WORK ORDER |
All that should come back is the lines of the data below from the one containing "box: [338, 249, 373, 280]" to the one containing "positive clicks: (348, 220)", inclusive, exactly as they stand.

++++ RECORD EXTRACTS

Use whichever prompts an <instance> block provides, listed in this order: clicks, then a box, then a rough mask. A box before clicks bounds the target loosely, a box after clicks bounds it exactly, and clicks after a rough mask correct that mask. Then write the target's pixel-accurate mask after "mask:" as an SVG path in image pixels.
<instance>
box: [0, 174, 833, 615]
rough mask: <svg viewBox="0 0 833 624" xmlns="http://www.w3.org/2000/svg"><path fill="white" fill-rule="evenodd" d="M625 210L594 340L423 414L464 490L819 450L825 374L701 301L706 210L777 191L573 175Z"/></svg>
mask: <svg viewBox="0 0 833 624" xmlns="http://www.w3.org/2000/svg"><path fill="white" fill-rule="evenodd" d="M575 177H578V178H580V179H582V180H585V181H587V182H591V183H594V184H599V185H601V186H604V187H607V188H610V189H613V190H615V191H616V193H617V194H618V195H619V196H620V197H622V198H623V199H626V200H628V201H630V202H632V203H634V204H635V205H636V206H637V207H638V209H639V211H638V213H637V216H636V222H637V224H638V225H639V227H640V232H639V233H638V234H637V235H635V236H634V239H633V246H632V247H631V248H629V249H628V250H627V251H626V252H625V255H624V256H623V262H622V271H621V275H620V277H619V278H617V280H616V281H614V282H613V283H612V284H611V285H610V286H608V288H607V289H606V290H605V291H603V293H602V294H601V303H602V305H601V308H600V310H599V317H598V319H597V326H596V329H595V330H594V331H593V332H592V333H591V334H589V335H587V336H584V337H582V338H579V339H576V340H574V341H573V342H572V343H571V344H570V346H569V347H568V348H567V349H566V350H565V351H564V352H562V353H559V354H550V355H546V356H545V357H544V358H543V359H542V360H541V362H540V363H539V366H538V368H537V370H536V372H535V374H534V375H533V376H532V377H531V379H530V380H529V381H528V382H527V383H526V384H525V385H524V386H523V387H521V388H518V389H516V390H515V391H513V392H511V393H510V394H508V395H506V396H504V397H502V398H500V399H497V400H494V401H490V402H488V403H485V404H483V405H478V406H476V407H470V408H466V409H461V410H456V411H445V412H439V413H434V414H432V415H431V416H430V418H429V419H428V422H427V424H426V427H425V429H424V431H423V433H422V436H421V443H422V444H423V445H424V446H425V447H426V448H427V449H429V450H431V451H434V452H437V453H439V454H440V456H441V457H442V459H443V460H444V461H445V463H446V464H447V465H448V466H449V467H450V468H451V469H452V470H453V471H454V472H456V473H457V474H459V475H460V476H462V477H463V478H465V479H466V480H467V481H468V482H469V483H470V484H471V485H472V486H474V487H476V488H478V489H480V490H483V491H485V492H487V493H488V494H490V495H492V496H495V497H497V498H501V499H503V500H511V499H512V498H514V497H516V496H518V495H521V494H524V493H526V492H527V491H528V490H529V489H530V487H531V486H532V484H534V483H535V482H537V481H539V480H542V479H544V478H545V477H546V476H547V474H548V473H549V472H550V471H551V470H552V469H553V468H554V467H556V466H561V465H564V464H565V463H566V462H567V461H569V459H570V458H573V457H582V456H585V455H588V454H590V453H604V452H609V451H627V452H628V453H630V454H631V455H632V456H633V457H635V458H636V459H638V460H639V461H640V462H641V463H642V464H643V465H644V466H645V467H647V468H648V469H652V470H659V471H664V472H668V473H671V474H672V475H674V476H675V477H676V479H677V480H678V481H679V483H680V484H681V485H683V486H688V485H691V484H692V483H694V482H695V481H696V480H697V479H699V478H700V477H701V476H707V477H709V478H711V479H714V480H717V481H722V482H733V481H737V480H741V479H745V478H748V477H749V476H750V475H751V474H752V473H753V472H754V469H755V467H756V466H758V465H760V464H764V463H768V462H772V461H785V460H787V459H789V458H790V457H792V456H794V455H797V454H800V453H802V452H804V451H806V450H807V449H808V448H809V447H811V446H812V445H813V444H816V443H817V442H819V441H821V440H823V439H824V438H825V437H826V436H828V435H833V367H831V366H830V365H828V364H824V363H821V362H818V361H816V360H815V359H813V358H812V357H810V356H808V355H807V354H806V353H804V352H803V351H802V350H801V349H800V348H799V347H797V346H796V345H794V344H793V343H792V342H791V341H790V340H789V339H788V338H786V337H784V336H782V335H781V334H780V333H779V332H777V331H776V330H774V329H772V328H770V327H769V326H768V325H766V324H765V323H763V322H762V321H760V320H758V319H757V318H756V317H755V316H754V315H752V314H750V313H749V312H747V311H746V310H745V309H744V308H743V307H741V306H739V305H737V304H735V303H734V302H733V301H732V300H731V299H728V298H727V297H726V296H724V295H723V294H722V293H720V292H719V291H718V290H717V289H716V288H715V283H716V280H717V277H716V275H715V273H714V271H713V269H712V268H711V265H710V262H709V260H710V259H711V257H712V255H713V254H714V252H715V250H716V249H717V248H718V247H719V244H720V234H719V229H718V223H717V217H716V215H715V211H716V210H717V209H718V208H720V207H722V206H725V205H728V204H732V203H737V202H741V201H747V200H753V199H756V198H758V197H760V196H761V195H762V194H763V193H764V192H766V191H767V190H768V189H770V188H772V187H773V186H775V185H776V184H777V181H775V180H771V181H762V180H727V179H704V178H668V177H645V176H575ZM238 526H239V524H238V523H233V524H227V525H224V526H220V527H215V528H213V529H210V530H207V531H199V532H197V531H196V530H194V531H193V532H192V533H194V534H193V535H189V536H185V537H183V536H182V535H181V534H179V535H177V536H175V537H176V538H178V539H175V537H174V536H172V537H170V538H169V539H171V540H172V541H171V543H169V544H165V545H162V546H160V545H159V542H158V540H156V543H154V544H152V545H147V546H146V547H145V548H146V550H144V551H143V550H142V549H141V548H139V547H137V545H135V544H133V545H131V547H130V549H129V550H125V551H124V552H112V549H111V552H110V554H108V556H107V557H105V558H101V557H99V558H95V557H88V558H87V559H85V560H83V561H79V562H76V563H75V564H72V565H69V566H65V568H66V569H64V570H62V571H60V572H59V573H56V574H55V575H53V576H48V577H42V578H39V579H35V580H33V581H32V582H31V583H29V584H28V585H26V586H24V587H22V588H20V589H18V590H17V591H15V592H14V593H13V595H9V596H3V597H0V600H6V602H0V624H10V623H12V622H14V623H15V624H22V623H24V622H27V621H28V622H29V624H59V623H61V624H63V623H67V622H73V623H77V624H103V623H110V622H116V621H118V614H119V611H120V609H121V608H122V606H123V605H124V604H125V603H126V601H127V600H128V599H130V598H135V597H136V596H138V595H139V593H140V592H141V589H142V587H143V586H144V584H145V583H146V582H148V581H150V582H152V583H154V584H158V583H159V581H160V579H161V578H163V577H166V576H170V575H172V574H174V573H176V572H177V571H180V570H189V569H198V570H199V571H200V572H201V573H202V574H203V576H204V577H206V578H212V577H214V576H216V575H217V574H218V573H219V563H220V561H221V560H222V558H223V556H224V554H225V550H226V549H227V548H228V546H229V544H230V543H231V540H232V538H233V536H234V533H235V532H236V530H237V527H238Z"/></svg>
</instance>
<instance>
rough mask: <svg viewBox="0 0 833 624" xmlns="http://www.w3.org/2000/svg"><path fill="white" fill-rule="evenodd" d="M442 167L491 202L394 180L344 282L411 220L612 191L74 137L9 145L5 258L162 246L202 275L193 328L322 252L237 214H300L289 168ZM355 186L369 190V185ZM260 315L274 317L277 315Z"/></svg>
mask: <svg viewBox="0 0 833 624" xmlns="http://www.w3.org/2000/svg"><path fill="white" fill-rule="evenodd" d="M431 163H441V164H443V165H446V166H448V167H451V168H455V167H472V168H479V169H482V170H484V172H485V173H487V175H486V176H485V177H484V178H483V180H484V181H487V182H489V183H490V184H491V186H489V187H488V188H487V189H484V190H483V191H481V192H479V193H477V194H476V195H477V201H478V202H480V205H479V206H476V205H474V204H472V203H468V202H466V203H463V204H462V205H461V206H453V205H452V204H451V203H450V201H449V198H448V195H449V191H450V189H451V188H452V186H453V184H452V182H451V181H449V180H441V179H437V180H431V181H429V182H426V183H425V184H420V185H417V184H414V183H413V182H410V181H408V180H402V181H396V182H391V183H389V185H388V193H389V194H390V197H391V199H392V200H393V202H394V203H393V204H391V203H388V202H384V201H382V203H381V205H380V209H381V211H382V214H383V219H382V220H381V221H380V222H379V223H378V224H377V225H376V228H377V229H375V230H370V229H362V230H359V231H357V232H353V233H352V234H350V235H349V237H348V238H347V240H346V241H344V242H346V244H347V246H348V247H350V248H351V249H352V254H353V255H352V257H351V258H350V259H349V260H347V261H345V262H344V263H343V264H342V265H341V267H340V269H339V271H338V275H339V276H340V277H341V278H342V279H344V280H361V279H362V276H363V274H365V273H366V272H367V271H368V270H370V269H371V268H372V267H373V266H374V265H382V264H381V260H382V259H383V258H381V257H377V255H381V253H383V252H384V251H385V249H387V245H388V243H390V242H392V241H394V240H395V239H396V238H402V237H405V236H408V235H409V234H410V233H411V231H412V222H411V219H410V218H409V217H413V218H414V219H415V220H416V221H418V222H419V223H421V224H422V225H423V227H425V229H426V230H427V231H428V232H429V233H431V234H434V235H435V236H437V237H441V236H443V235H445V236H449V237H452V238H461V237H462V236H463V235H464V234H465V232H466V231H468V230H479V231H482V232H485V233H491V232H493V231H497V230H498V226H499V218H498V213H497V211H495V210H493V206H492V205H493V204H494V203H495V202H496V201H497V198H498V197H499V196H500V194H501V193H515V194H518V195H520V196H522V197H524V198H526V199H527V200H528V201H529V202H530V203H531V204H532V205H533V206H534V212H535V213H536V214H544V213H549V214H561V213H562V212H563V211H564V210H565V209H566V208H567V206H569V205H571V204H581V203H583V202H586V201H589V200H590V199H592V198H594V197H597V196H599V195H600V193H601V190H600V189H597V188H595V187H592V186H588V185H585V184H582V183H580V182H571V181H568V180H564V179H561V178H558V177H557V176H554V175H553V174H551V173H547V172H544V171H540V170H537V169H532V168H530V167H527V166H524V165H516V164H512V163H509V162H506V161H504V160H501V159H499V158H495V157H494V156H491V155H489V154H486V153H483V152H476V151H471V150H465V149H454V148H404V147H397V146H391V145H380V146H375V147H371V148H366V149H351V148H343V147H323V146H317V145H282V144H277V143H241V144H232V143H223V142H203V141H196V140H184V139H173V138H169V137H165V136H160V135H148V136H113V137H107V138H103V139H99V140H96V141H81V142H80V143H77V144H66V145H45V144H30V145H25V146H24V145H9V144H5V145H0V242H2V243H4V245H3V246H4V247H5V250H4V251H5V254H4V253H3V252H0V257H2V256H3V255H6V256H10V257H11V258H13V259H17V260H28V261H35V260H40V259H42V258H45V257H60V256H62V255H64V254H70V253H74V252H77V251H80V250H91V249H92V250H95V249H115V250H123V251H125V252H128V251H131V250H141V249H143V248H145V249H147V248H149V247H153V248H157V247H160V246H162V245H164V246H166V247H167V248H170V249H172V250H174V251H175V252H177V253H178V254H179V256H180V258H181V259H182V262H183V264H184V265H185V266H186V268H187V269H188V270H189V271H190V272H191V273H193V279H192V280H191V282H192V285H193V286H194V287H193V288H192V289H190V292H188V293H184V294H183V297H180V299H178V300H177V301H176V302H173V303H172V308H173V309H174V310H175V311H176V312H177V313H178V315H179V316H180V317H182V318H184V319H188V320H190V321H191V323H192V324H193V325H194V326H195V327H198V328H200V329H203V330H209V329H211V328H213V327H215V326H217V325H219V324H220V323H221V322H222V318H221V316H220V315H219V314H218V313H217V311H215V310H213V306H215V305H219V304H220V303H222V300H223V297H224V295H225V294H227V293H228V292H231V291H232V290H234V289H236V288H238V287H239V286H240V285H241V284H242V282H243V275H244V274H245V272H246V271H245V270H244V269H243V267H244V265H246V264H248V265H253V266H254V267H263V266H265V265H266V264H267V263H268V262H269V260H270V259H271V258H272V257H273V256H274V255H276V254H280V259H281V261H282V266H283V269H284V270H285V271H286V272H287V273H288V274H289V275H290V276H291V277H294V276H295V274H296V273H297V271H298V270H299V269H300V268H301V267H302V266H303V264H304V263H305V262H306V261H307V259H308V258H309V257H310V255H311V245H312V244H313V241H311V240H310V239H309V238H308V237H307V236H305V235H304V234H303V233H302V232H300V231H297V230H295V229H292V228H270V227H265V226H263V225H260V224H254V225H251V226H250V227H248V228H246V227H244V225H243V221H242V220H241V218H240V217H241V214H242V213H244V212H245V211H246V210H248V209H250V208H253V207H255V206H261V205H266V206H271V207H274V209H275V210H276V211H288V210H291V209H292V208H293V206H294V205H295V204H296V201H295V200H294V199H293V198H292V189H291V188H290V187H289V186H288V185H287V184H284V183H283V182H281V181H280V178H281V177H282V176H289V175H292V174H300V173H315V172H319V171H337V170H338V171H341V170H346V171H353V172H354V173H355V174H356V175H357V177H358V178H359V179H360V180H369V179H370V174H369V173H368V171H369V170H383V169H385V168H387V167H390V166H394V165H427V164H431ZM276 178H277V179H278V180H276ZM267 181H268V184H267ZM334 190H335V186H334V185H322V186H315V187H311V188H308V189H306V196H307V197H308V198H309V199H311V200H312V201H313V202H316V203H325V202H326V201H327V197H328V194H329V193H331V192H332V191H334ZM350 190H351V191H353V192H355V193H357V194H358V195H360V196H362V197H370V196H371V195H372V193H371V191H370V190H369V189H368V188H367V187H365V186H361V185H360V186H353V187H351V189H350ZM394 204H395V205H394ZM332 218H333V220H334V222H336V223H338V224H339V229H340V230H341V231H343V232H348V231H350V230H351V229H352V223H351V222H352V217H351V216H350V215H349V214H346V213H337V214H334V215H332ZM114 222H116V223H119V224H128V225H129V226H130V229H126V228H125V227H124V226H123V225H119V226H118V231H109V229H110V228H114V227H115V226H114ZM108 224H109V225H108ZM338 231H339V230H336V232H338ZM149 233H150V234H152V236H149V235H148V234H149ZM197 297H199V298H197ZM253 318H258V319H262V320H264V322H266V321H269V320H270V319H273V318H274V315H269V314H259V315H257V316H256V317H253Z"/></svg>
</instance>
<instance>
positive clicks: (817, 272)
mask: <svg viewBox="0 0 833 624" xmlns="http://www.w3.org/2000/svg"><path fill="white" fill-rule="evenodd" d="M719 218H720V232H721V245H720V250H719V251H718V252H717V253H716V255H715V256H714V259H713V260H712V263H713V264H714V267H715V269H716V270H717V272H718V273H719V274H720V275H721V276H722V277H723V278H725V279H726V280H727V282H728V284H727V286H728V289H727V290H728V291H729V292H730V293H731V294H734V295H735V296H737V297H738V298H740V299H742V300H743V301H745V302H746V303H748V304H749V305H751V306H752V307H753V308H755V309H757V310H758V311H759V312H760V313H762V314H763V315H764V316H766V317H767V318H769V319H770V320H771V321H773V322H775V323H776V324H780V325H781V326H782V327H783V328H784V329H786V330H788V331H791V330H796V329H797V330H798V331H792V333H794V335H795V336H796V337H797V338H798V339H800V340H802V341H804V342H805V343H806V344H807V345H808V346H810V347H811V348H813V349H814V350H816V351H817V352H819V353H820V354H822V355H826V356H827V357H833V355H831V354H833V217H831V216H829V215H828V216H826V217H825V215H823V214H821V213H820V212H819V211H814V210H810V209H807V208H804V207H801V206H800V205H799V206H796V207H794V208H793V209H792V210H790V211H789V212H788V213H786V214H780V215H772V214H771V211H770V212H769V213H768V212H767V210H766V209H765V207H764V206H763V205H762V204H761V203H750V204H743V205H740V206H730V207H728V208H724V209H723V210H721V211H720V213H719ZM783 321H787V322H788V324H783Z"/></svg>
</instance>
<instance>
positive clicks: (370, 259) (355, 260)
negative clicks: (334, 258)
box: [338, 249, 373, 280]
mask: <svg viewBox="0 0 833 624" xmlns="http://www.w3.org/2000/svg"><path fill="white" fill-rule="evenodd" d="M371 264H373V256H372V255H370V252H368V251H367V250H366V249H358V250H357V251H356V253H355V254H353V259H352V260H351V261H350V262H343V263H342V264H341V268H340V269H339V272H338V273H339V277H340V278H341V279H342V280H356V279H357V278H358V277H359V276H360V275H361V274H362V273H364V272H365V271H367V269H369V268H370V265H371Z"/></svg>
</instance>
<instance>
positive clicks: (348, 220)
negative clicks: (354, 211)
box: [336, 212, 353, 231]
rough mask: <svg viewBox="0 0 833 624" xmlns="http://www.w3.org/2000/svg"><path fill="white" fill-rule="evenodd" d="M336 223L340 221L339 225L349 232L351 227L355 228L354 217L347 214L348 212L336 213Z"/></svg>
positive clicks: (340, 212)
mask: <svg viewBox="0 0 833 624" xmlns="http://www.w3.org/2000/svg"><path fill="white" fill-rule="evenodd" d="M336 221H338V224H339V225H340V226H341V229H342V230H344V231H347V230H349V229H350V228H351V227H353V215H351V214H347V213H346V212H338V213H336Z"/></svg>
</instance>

++++++++

EXERCISE RESPONSE |
box: [338, 249, 373, 280]
mask: <svg viewBox="0 0 833 624" xmlns="http://www.w3.org/2000/svg"><path fill="white" fill-rule="evenodd" d="M371 264H373V256H372V255H370V252H368V251H367V250H366V249H358V250H357V251H356V253H355V254H353V259H352V260H351V261H350V262H343V263H342V264H341V268H340V269H339V272H338V273H339V277H340V278H341V279H342V280H356V279H357V278H358V277H359V276H360V275H361V274H362V273H364V272H365V271H367V269H369V268H370V265H371Z"/></svg>
</instance>
<instance>
positive clicks: (348, 220)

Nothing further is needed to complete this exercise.